▸ WHAT IS NEEDED:
Extract, from the listing that follows, each line containing the word "below".

▸ RECORDED DATA:
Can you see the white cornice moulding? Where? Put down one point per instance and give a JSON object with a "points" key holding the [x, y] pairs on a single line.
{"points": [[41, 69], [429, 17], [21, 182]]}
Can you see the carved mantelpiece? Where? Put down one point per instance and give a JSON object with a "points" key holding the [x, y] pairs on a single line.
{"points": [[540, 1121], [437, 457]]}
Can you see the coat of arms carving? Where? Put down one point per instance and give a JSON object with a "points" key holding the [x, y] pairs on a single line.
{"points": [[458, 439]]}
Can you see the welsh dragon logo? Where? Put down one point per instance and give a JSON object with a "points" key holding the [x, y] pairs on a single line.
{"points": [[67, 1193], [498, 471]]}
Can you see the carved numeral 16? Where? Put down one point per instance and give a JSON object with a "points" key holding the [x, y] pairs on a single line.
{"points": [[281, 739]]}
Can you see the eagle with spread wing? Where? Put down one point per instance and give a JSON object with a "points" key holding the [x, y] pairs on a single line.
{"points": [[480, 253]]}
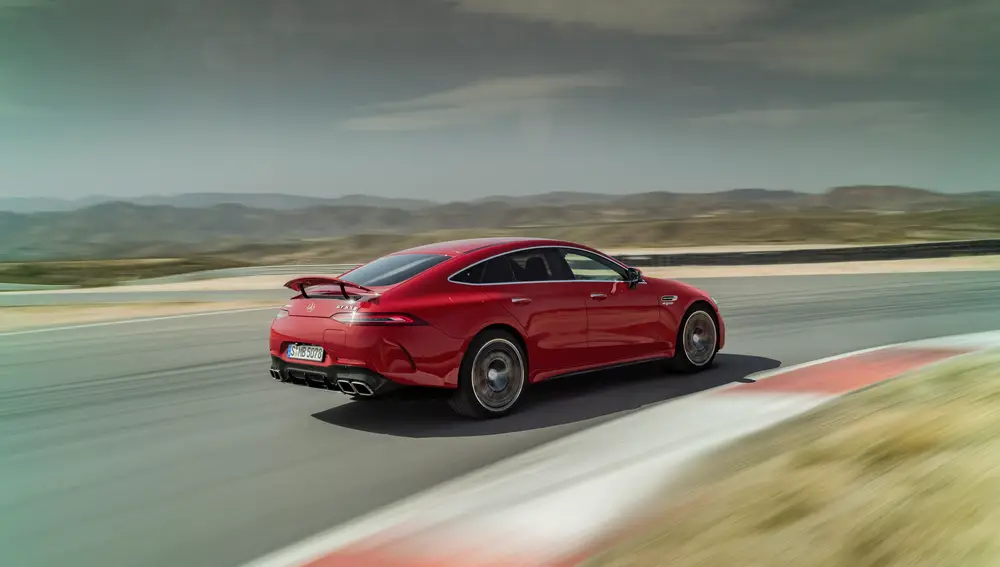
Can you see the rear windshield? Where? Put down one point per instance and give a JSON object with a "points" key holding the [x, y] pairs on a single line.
{"points": [[391, 270]]}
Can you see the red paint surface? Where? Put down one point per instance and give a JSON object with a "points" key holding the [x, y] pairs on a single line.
{"points": [[567, 326], [851, 373]]}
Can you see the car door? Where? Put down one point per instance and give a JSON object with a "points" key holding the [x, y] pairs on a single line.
{"points": [[623, 323], [553, 314]]}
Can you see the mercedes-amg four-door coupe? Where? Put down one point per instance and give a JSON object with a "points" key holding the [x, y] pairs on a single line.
{"points": [[486, 318]]}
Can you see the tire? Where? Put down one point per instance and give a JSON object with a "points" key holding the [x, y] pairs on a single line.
{"points": [[492, 378], [697, 341]]}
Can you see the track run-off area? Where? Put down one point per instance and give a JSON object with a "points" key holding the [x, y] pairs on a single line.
{"points": [[165, 442]]}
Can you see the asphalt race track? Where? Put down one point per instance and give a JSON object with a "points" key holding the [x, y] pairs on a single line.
{"points": [[167, 443]]}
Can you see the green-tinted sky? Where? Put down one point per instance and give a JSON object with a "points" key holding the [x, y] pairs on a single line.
{"points": [[454, 98]]}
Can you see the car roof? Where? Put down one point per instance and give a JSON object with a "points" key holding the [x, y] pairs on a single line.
{"points": [[460, 247]]}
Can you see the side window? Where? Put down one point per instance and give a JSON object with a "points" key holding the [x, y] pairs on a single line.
{"points": [[587, 266], [497, 270], [531, 265]]}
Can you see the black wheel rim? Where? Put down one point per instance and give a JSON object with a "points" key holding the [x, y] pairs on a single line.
{"points": [[700, 338], [498, 375]]}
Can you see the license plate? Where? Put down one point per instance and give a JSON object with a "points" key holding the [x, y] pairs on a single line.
{"points": [[306, 352]]}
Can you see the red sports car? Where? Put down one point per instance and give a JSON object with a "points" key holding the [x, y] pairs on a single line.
{"points": [[486, 318]]}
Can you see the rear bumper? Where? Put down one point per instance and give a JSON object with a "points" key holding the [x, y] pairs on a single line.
{"points": [[410, 356], [347, 379]]}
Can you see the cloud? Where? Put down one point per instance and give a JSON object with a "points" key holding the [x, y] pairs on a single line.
{"points": [[950, 39], [23, 3], [648, 17], [480, 102], [861, 114], [931, 37]]}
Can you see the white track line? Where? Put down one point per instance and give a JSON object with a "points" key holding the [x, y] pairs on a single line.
{"points": [[141, 320]]}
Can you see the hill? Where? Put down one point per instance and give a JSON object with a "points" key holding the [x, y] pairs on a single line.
{"points": [[151, 229]]}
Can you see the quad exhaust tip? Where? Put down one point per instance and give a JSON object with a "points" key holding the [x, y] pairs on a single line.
{"points": [[362, 389]]}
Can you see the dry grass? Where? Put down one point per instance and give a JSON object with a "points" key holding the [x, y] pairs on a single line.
{"points": [[906, 473], [105, 272]]}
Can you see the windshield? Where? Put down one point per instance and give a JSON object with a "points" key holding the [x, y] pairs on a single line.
{"points": [[394, 269]]}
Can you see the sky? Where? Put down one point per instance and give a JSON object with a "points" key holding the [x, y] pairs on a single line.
{"points": [[454, 99]]}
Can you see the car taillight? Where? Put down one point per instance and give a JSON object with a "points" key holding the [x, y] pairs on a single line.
{"points": [[356, 318]]}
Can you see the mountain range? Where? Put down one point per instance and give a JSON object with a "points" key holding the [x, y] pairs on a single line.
{"points": [[207, 223]]}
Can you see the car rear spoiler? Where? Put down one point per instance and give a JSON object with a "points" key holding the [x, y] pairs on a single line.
{"points": [[300, 284]]}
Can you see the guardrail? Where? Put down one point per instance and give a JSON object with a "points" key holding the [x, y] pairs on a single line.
{"points": [[919, 251], [282, 270], [922, 250]]}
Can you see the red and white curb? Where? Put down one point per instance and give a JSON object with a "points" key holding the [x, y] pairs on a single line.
{"points": [[557, 504]]}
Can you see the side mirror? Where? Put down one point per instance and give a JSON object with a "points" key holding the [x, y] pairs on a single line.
{"points": [[633, 277]]}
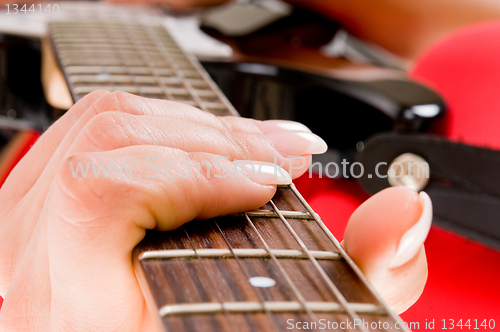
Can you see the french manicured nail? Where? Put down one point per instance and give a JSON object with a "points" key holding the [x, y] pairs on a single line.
{"points": [[296, 143], [274, 126], [411, 241], [264, 173]]}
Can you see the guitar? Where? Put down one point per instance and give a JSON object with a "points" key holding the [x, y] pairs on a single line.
{"points": [[272, 269]]}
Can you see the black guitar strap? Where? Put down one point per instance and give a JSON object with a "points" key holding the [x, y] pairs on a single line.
{"points": [[464, 182]]}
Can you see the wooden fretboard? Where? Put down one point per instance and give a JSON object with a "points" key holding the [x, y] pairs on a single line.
{"points": [[202, 276]]}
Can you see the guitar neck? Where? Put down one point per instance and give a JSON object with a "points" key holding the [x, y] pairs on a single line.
{"points": [[263, 270]]}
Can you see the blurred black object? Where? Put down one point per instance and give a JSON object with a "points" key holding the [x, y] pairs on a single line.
{"points": [[463, 182], [22, 102]]}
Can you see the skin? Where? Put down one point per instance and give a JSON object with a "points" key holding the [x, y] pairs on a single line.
{"points": [[66, 243]]}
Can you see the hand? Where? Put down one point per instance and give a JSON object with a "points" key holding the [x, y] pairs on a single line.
{"points": [[66, 242], [385, 237], [176, 4]]}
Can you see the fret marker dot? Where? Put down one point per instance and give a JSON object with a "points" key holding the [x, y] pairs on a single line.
{"points": [[262, 282], [103, 76]]}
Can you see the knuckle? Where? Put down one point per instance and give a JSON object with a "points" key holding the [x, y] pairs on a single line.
{"points": [[117, 101], [83, 187], [110, 130]]}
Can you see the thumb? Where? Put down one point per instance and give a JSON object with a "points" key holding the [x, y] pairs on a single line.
{"points": [[94, 224], [385, 237]]}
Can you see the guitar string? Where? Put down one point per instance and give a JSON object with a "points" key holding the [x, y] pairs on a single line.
{"points": [[401, 325], [210, 275], [153, 70], [340, 298], [178, 72], [247, 277], [298, 295]]}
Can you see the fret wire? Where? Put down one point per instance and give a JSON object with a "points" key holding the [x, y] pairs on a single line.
{"points": [[242, 253], [140, 49], [178, 72], [318, 267], [240, 265], [217, 292], [273, 306], [283, 271], [348, 259]]}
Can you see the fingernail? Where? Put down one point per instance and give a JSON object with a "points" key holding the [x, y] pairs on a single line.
{"points": [[274, 126], [264, 173], [297, 143], [411, 241]]}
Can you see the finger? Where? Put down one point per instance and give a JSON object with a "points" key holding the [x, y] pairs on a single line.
{"points": [[37, 158], [114, 130], [96, 222], [385, 237]]}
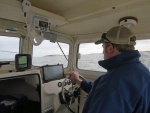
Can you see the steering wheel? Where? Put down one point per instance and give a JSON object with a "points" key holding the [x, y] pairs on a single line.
{"points": [[68, 97]]}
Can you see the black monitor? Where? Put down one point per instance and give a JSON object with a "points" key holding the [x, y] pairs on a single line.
{"points": [[22, 62], [52, 72]]}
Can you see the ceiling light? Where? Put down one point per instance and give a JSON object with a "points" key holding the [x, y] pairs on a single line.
{"points": [[128, 21]]}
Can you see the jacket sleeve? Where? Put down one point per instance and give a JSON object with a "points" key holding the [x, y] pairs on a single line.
{"points": [[86, 85]]}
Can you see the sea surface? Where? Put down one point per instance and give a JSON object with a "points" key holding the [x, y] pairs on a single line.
{"points": [[86, 62]]}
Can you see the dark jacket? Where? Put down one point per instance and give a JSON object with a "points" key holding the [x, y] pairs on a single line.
{"points": [[125, 88]]}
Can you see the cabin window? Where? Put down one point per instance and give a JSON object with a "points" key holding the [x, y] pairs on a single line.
{"points": [[144, 48], [48, 53], [90, 54], [9, 47]]}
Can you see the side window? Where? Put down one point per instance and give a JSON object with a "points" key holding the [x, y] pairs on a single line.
{"points": [[144, 48], [9, 47], [48, 53], [90, 55]]}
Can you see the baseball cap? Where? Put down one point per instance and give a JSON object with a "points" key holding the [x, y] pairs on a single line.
{"points": [[118, 35]]}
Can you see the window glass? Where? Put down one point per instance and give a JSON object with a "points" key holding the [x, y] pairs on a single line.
{"points": [[144, 48], [9, 47], [48, 53], [91, 54]]}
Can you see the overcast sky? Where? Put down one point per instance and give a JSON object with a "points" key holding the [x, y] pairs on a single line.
{"points": [[9, 45]]}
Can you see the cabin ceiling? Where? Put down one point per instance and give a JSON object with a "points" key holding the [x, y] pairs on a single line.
{"points": [[96, 16]]}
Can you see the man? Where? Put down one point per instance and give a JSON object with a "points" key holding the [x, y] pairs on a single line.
{"points": [[125, 88]]}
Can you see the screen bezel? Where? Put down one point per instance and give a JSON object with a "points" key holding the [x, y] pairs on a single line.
{"points": [[48, 80], [17, 56]]}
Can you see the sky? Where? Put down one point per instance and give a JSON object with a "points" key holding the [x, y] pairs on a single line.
{"points": [[9, 46]]}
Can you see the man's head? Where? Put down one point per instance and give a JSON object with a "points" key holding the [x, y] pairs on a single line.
{"points": [[117, 40]]}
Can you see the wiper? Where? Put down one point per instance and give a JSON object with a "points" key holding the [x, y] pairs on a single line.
{"points": [[62, 51]]}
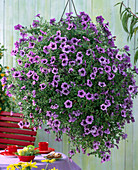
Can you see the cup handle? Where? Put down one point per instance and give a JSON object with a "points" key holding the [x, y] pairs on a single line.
{"points": [[6, 150]]}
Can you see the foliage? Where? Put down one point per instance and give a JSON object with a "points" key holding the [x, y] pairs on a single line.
{"points": [[22, 166], [27, 151], [71, 76], [127, 16], [4, 99]]}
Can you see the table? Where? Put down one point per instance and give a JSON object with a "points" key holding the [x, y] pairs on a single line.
{"points": [[62, 164]]}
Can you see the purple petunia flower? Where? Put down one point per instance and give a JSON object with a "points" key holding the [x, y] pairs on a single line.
{"points": [[78, 60], [88, 52], [89, 96], [16, 74], [66, 49], [18, 27], [52, 20], [71, 152], [31, 44], [30, 73], [70, 70], [74, 41], [81, 93], [89, 119], [101, 84], [65, 85], [82, 72], [19, 62], [64, 62], [100, 19], [65, 92], [40, 38], [43, 86], [72, 49], [119, 57], [46, 49], [52, 60], [53, 46], [72, 63], [114, 68], [108, 144], [63, 56], [92, 75], [22, 53], [79, 54], [57, 39], [85, 38], [54, 83], [100, 70], [56, 77], [35, 23], [131, 89], [87, 131], [107, 69], [26, 65], [56, 123], [68, 104], [70, 26], [108, 103], [36, 59], [44, 61], [103, 107], [84, 24], [83, 123], [35, 77], [89, 83], [111, 76], [123, 113], [55, 70], [126, 48], [102, 60]]}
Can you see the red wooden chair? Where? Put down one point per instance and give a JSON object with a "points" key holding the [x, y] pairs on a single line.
{"points": [[12, 134]]}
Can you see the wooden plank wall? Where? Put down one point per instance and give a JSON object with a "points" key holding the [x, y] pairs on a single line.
{"points": [[13, 12]]}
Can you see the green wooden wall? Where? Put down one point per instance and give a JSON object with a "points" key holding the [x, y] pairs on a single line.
{"points": [[13, 12]]}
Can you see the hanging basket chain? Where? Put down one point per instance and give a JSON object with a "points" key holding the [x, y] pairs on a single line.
{"points": [[66, 7]]}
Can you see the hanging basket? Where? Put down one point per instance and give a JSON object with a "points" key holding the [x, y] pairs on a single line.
{"points": [[71, 76]]}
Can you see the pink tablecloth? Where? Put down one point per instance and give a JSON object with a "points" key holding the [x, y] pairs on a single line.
{"points": [[61, 164]]}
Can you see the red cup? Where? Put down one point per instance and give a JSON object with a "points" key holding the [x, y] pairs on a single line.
{"points": [[11, 148], [43, 146]]}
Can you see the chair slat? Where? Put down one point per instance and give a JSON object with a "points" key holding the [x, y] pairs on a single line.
{"points": [[20, 137], [14, 125], [15, 142], [17, 131]]}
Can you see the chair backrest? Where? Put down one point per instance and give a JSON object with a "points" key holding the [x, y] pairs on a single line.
{"points": [[12, 134]]}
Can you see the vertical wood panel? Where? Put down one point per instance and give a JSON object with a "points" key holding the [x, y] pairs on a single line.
{"points": [[22, 12], [1, 24]]}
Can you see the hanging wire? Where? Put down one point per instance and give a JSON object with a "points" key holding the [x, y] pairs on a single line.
{"points": [[69, 2]]}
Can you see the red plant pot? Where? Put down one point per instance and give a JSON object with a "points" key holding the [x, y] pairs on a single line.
{"points": [[26, 158]]}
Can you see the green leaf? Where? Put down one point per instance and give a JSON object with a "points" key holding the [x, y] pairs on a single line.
{"points": [[125, 18], [136, 57]]}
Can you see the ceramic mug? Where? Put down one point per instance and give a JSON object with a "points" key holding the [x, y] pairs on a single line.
{"points": [[11, 148], [43, 146]]}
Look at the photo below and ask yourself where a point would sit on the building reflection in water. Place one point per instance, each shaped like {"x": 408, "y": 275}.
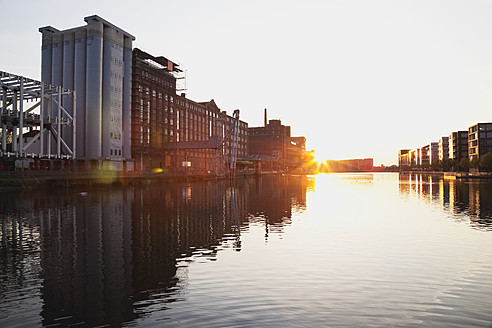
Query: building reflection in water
{"x": 109, "y": 257}
{"x": 465, "y": 199}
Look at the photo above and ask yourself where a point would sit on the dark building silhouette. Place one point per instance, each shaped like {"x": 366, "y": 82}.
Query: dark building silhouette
{"x": 273, "y": 146}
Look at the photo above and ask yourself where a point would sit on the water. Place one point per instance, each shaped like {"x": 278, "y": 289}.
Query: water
{"x": 360, "y": 250}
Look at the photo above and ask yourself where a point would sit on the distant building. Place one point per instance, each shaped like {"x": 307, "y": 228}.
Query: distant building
{"x": 414, "y": 157}
{"x": 351, "y": 165}
{"x": 443, "y": 148}
{"x": 479, "y": 140}
{"x": 458, "y": 145}
{"x": 94, "y": 60}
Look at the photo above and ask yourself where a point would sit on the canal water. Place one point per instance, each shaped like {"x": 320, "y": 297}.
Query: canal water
{"x": 338, "y": 250}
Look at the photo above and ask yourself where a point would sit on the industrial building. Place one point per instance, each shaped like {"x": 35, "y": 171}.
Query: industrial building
{"x": 273, "y": 146}
{"x": 173, "y": 133}
{"x": 458, "y": 145}
{"x": 95, "y": 61}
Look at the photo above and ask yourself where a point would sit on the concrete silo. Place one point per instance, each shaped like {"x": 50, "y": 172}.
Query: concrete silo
{"x": 94, "y": 60}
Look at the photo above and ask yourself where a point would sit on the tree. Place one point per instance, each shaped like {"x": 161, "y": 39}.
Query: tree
{"x": 464, "y": 164}
{"x": 486, "y": 161}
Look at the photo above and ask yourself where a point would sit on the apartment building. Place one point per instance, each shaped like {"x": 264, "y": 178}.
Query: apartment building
{"x": 94, "y": 60}
{"x": 479, "y": 140}
{"x": 404, "y": 156}
{"x": 173, "y": 133}
{"x": 458, "y": 145}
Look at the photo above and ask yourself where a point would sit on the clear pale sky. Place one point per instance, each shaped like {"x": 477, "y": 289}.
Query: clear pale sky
{"x": 357, "y": 78}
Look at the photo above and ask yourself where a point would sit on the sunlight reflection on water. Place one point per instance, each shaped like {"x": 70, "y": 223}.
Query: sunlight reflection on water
{"x": 331, "y": 250}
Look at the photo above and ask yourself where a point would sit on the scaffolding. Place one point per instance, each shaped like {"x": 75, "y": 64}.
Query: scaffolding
{"x": 21, "y": 99}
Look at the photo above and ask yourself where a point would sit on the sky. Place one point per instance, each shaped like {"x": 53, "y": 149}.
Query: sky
{"x": 357, "y": 78}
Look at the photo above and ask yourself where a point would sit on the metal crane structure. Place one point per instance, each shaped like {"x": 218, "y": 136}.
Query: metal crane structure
{"x": 52, "y": 125}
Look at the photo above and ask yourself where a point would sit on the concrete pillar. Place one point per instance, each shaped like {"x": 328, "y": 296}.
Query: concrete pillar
{"x": 79, "y": 87}
{"x": 68, "y": 83}
{"x": 46, "y": 52}
{"x": 127, "y": 95}
{"x": 93, "y": 94}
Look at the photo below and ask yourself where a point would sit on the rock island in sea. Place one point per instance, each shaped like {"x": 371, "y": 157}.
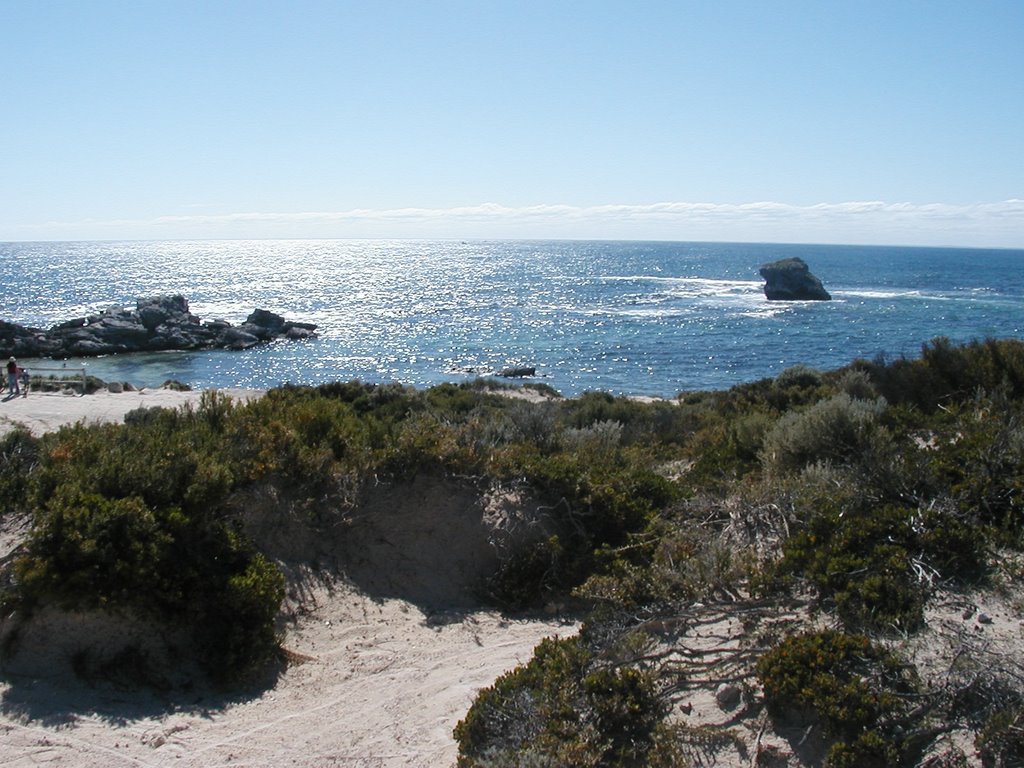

▸ WRITTEN SOLUTION:
Look at the photo below and ask yourself where a point would sit on the building reflection in water. Place one point per instance, each shaped like {"x": 408, "y": 275}.
Look at the photo below and ask yourself where a point would sit on the rock island in sea. Place one point per instance, each shaped like {"x": 371, "y": 157}.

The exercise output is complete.